▶ [EXERCISE DATA]:
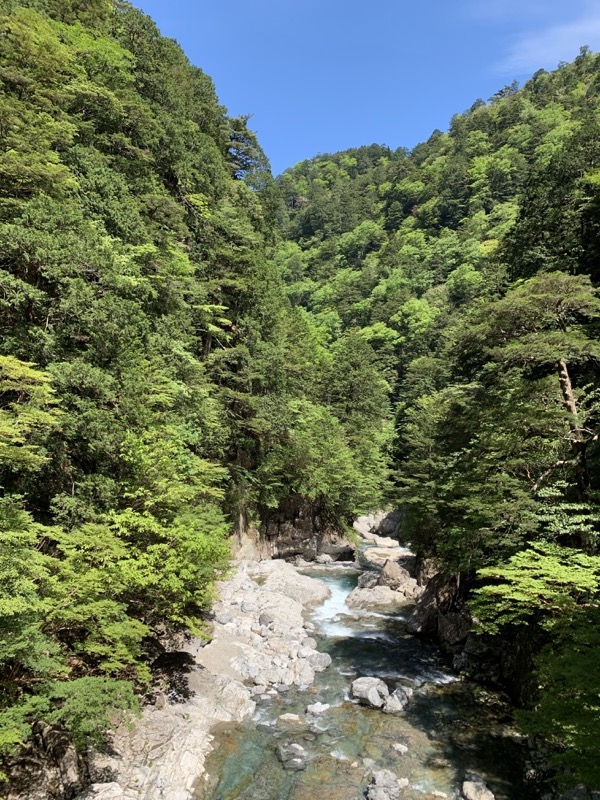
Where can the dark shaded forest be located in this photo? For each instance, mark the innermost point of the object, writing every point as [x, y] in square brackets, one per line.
[187, 343]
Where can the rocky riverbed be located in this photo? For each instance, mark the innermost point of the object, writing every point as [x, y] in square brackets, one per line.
[260, 646]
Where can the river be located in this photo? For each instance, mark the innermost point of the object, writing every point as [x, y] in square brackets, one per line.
[451, 727]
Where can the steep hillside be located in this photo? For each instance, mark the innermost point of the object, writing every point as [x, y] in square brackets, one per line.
[470, 265]
[156, 384]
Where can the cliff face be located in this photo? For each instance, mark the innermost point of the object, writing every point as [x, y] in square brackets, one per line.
[299, 528]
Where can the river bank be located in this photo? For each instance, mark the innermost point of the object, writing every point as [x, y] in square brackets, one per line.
[301, 744]
[260, 645]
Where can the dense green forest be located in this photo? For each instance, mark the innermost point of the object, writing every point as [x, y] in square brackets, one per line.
[187, 344]
[156, 383]
[470, 266]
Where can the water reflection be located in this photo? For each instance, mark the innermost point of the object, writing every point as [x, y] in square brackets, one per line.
[449, 728]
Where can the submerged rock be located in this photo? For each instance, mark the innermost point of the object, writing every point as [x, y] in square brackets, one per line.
[318, 708]
[371, 692]
[397, 701]
[292, 756]
[386, 786]
[475, 788]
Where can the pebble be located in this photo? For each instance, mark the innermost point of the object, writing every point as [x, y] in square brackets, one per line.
[288, 718]
[318, 708]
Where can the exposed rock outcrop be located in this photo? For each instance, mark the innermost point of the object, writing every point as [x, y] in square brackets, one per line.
[299, 528]
[259, 645]
[475, 788]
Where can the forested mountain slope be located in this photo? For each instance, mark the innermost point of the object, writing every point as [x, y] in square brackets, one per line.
[156, 383]
[186, 343]
[470, 265]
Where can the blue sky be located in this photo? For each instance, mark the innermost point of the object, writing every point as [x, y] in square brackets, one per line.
[319, 76]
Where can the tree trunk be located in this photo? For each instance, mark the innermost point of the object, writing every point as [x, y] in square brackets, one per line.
[578, 442]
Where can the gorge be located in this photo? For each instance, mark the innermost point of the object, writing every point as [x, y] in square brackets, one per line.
[196, 355]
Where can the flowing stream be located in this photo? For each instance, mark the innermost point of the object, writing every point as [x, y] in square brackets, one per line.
[450, 727]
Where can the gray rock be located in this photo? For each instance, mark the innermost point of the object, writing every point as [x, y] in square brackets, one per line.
[292, 756]
[393, 575]
[368, 579]
[319, 661]
[386, 786]
[324, 558]
[371, 692]
[436, 600]
[396, 702]
[377, 556]
[103, 791]
[318, 708]
[288, 719]
[453, 628]
[475, 788]
[377, 597]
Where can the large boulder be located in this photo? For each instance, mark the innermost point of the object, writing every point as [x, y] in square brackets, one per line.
[453, 628]
[371, 692]
[399, 579]
[393, 575]
[386, 786]
[378, 555]
[435, 601]
[366, 580]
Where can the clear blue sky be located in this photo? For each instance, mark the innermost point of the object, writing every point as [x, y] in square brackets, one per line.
[319, 76]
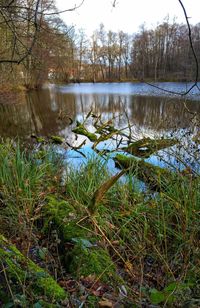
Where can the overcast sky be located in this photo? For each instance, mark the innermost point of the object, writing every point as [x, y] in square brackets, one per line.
[127, 15]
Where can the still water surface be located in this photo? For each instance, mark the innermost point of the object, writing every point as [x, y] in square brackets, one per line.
[150, 111]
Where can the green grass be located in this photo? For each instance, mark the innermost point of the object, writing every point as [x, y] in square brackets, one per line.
[152, 238]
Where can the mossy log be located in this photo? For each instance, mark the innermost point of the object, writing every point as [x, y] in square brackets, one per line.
[146, 147]
[24, 274]
[81, 130]
[155, 177]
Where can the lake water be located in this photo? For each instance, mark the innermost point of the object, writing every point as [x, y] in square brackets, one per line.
[150, 111]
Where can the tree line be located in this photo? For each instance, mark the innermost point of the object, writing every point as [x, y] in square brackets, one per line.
[36, 45]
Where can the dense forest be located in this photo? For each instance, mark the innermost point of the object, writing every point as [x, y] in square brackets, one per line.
[36, 45]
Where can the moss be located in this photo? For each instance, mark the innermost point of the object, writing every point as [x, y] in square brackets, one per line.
[91, 261]
[196, 138]
[23, 270]
[57, 139]
[147, 146]
[83, 259]
[81, 130]
[157, 178]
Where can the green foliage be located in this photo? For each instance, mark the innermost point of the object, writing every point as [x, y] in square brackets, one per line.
[26, 273]
[87, 261]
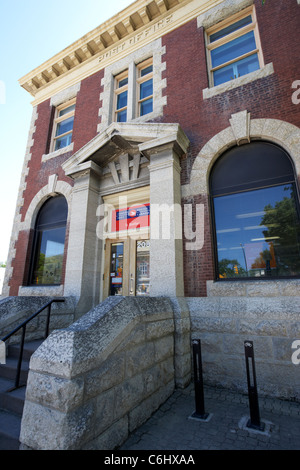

▶ [WORK ITEM]:
Print the complete listing exactly, apart from any pictures.

▶ [WRITTEN ANSWER]:
Where can the dark shaded forest be located in this photo? For each instance, mark the innermost point of the object, writing every point as [x, y] in square brackets, one per line.
[187, 343]
Where can the rocky riverbed be located in this photo? For each instance, mark the innermost point of the object, writing every point as [x, y] in square brackets, one per line.
[260, 646]
Where can the river be located in this photo? For each instance, mark the innermost point of the object, writing every point as [x, y] in square brackets, one per line.
[451, 727]
Where can the steep hillside be located in this photo? For each instance, mark the innermost point of the object, writing every point as [x, y] in square brackets, one per line.
[470, 265]
[156, 384]
Where can the cliff face be located in this photo? For each instance, mark the innermost point of the object, writing every point as [x, y] in square brackets, one per line.
[299, 528]
Where can the river bank be located in this photo? For each instance, mark the innermost point of the object, writing every point as [x, y] in square brackets, one per line.
[301, 744]
[260, 645]
Where can the dense green forest be located in this photo? For each instance, mark the innermost point of the object, writing every point as [x, y] in square brackets, one per line.
[187, 344]
[156, 383]
[470, 266]
Where can the water reflection be located in this photo? For each instance, mark the innermost point of the object, writing every point as [x, y] in square brackets, one per line.
[449, 728]
Where can the submerged rock be located in this photo? For each instance, mark the innermost point of the object, writing every point as [x, y] in square brackets, one per line.
[318, 708]
[371, 692]
[397, 701]
[292, 756]
[386, 786]
[475, 788]
Where can the pebble be located in this photo? For each instance, mark the innermost point of the object, writing every point as [x, y] in square brackets, one per line.
[288, 718]
[318, 708]
Where can the exposed rock outcrop be located in this photo? For each instance, mark the innermost point of the object, writing every point as [x, y] in square brackets, one per line.
[299, 528]
[259, 645]
[475, 788]
Where can the forested mountain slope be located in this photo? For each instance, mark the innermost point of the object, writing every point as [x, y] in square brackets, one per line.
[156, 383]
[186, 343]
[470, 265]
Where can the blue sky be located in this photo? For each instance, mark the innermost point of the object, writing every point as [x, y] in square brackets, one per line.
[319, 76]
Where can the tree trunk be located in this photo? For each instance, mark the innermost point of the object, writing every point as [x, y] in square brackets, one per line.
[578, 442]
Where can the gorge be located in this photo? For each instance, mark the innermost point of the object, writing every point as [x, y] in square brackets, one per line.
[196, 355]
Where can the flowing stream be located in this photo? For each instance, mark the innermost point of the object, writing every point as [x, y] in square brackets, one per line.
[450, 727]
Where can the gray rock be located in this photo? For each instance, mark the innermost point of the object, writing every point as [x, y] in square brackets, one per line.
[292, 756]
[393, 575]
[368, 579]
[319, 661]
[386, 786]
[324, 558]
[371, 692]
[436, 600]
[396, 702]
[377, 556]
[103, 791]
[318, 708]
[288, 719]
[453, 628]
[475, 788]
[377, 597]
Where can the large boulder be located in this photo? For each instance, mark the innermost point of the object, writing every point as [x, y] in square brackets, one per line.
[453, 628]
[371, 692]
[399, 579]
[393, 575]
[386, 786]
[378, 555]
[435, 601]
[366, 580]
Where can the clear blue sky be located in this photo? For each instance, mark the innermost point of the object, writing every point as [x, y] in square brackets, one per line.
[319, 76]
Where can the overcast sky be located in this photo? For each instance, mark the innermost point of the object, writing every point as [x, y] in square brackets, one per line.
[127, 15]
Where can the still water surface be located in this photo? For each instance, mark the innermost point of the object, writing every point as [x, y] in square brackets, one per line.
[150, 111]
Where can the green grass be located in this photo? For each instance, mark the innermost point of the object, writing every point as [x, y] in square brackets, one per line.
[152, 238]
Where can the mossy log be located in this photo? For each instance, mark the innermost point of the object, writing every point as [x, y] in square brackets, one per line.
[146, 147]
[24, 274]
[81, 130]
[155, 177]
Where can the lake water be located in this photo? For each instance, mark the innermost point of the object, writing every point as [x, y] in square brackets, one per line.
[150, 111]
Where can the tree line be located in this photo? For each instance, mark the innermost point of the object, writing every point as [x, y] in square brackets, one per line.
[36, 45]
Where can the dense forest be located in this photo? For each instance, mark the innermost point of the object, writing every point as [x, y] in square brackets, one per line.
[36, 45]
Where can the moss be located in this photo? For each instance, mark the innermost point of the object, writing every point as [x, y] in square brackets, one per line.
[91, 261]
[196, 138]
[23, 270]
[57, 139]
[147, 146]
[83, 259]
[81, 130]
[157, 178]
Where can the green foliage be located in this photo? For each instance, mark the innermost point of the object, writing every point as [x, y] in square brackets, one per line.
[26, 273]
[87, 261]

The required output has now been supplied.